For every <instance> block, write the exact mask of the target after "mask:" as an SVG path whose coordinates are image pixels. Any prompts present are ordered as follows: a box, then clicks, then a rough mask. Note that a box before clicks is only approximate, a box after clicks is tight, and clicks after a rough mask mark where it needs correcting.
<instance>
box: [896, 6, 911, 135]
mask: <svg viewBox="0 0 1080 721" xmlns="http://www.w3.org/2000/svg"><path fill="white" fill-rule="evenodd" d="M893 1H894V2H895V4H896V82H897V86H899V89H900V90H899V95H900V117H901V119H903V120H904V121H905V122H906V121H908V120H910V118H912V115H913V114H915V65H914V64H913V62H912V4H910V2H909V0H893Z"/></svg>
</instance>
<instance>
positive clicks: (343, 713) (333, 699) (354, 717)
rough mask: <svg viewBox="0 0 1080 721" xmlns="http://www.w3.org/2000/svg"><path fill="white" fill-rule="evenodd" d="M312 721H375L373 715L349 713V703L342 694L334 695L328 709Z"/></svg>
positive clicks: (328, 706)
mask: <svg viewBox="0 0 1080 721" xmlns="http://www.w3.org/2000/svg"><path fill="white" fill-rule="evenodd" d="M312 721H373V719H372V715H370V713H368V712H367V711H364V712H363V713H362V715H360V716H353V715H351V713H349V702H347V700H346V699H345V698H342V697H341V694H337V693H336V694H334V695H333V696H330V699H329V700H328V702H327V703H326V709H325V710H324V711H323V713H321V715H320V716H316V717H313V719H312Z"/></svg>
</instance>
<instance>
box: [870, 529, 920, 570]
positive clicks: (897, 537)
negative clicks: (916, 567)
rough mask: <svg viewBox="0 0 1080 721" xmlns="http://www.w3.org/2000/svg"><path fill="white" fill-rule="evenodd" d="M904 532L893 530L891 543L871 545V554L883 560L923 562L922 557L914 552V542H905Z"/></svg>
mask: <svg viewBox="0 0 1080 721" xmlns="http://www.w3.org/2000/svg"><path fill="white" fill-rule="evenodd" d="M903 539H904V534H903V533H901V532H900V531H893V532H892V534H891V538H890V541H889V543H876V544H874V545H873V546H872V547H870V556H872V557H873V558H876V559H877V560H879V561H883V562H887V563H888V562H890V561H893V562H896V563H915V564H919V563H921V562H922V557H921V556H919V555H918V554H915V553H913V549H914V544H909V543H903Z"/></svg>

—————

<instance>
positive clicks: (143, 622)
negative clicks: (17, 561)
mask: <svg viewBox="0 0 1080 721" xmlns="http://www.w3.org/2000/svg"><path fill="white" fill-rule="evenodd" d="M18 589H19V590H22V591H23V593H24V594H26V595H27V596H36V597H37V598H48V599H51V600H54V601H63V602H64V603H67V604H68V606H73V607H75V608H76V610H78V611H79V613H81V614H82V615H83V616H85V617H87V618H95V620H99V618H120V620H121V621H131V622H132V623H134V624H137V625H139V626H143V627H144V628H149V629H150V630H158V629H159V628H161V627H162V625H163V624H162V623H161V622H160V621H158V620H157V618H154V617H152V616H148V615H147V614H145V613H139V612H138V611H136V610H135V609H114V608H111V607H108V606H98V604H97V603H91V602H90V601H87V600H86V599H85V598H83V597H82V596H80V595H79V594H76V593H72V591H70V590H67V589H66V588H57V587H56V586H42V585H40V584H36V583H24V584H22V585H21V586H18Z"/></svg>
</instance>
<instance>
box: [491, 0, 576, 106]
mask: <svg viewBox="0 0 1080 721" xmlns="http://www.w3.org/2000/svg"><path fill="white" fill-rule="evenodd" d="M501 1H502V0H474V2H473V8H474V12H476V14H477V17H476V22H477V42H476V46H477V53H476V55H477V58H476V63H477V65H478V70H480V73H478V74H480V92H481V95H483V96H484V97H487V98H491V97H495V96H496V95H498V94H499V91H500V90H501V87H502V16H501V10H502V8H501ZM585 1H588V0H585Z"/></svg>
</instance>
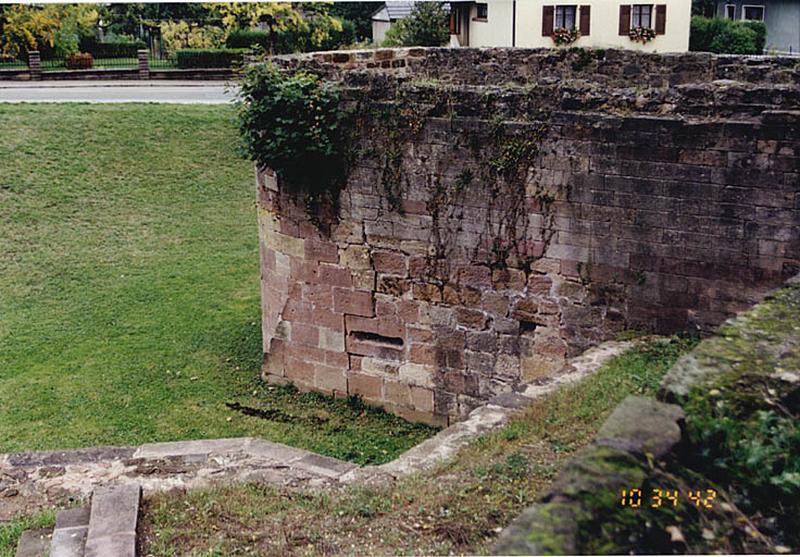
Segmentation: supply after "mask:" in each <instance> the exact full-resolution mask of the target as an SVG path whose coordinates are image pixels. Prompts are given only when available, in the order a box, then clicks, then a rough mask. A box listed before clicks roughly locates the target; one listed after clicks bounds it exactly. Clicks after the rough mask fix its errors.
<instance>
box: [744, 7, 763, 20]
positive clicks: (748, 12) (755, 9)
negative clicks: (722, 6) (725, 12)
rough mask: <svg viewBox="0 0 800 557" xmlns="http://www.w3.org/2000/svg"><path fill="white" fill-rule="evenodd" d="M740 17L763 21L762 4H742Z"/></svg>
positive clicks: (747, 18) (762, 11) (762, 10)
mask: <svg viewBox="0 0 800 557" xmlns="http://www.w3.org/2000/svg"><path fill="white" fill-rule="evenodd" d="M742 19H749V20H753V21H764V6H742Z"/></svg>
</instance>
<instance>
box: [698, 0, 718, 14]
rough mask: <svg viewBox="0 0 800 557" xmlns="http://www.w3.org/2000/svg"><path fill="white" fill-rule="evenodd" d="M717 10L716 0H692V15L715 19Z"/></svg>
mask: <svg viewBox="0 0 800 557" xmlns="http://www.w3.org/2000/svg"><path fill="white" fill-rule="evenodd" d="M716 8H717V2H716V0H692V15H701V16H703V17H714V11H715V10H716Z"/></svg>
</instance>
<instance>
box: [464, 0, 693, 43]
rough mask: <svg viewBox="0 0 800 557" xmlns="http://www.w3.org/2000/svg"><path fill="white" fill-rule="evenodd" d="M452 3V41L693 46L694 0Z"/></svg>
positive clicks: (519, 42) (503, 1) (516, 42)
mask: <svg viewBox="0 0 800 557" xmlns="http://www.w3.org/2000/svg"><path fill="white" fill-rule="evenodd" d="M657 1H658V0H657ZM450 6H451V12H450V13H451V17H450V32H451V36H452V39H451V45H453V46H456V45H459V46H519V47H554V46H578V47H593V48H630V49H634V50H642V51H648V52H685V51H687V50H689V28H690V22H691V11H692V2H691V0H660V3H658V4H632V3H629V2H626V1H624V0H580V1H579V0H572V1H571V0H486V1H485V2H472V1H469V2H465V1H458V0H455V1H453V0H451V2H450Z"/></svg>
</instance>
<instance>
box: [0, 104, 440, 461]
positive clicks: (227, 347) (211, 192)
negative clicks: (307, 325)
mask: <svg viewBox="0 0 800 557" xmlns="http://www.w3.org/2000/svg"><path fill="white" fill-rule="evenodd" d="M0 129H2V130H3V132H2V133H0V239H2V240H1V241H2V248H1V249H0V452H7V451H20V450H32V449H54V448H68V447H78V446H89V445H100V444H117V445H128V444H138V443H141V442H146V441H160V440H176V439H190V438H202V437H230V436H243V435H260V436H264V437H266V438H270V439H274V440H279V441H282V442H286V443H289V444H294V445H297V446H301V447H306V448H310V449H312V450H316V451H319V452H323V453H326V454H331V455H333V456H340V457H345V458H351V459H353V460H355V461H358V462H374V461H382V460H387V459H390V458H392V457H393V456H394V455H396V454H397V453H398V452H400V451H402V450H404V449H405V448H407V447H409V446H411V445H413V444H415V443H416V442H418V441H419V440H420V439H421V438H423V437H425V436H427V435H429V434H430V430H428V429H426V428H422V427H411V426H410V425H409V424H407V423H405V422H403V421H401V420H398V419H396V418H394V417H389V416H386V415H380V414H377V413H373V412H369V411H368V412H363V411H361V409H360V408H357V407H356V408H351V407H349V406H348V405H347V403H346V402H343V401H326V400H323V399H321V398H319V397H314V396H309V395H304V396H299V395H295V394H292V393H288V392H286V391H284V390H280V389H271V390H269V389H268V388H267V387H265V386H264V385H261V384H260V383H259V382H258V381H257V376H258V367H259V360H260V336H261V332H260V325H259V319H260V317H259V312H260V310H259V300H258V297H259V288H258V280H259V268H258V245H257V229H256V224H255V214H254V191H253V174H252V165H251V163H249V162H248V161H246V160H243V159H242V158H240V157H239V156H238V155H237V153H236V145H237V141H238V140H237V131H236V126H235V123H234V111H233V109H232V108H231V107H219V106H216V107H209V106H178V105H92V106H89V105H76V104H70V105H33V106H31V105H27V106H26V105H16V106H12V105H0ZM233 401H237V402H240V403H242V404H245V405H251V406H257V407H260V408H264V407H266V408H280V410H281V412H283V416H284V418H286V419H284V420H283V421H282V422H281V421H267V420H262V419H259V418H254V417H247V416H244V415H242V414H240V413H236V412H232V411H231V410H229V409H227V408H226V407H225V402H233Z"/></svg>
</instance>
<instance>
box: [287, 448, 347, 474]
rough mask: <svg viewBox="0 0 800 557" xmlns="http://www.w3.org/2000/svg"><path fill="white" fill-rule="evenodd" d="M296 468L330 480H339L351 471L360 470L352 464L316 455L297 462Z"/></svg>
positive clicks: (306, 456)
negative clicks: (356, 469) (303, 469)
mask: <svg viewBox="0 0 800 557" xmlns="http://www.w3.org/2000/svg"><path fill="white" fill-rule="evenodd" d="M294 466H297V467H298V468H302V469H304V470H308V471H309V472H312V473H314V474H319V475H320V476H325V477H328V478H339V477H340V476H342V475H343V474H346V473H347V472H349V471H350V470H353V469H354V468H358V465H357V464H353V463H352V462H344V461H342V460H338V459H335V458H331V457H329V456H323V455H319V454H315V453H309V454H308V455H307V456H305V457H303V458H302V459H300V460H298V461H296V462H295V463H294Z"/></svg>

—————

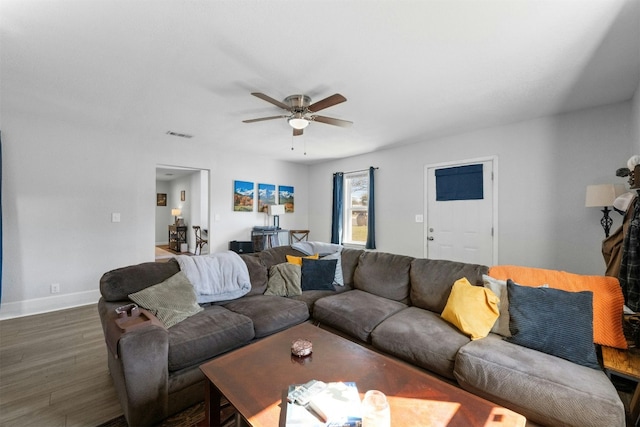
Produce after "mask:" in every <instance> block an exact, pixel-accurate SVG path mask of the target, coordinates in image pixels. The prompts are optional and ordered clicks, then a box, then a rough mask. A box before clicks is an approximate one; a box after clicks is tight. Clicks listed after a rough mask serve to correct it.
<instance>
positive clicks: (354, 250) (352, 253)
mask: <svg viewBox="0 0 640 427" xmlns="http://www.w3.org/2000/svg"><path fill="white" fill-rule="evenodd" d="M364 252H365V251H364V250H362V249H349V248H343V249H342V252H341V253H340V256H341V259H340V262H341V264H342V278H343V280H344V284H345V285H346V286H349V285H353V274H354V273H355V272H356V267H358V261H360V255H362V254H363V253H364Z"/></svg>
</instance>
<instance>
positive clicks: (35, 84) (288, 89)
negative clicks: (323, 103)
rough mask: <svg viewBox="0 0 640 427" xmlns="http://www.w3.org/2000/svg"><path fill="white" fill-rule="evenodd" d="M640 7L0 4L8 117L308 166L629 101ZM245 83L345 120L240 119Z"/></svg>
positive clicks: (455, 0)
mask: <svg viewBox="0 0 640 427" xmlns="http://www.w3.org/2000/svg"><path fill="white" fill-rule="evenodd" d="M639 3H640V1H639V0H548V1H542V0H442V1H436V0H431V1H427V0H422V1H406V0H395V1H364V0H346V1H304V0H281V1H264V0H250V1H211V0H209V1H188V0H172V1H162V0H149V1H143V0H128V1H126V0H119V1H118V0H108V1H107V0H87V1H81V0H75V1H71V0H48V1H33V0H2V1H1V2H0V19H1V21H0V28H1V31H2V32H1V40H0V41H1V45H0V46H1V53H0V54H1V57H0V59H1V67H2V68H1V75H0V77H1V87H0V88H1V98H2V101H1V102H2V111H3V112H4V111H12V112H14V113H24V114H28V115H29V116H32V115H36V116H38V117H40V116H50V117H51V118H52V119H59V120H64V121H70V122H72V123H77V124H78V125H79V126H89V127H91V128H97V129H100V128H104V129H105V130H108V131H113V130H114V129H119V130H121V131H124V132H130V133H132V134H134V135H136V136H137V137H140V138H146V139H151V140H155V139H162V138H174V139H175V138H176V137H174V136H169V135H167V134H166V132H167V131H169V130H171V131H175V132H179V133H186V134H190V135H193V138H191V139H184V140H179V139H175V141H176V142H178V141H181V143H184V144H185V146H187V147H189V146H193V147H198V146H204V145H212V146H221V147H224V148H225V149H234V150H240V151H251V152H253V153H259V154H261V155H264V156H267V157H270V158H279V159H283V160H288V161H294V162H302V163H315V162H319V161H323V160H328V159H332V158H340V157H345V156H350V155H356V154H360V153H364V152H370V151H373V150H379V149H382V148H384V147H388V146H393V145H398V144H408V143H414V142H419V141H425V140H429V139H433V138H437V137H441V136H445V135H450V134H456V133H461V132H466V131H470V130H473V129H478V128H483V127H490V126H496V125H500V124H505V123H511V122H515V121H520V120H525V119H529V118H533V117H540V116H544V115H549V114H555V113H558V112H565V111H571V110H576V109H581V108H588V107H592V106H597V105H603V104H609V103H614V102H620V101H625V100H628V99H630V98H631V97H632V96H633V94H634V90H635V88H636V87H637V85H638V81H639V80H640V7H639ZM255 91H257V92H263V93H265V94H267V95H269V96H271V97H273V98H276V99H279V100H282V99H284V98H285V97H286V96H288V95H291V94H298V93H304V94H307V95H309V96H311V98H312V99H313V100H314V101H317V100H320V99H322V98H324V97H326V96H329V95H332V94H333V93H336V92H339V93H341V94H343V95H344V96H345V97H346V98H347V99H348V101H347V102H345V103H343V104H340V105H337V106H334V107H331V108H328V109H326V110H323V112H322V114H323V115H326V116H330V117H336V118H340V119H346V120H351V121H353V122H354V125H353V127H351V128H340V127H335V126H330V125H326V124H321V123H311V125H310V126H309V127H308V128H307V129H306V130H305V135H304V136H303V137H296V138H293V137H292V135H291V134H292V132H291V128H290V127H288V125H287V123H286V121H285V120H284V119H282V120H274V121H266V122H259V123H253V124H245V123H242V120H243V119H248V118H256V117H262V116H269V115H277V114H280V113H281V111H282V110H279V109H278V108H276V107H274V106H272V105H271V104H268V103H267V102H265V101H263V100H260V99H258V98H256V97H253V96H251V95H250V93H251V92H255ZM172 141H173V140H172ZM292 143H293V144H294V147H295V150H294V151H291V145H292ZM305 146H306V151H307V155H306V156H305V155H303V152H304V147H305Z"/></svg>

—————

# To do
Identify each line above that contains the string "negative" and copy every such line in full.

# Task solution
negative clicks: (916, 567)
negative clicks: (17, 561)
negative clicks: (722, 6) (725, 12)
negative clicks: (307, 325)
negative clicks: (356, 469) (303, 469)
negative clicks: (323, 103)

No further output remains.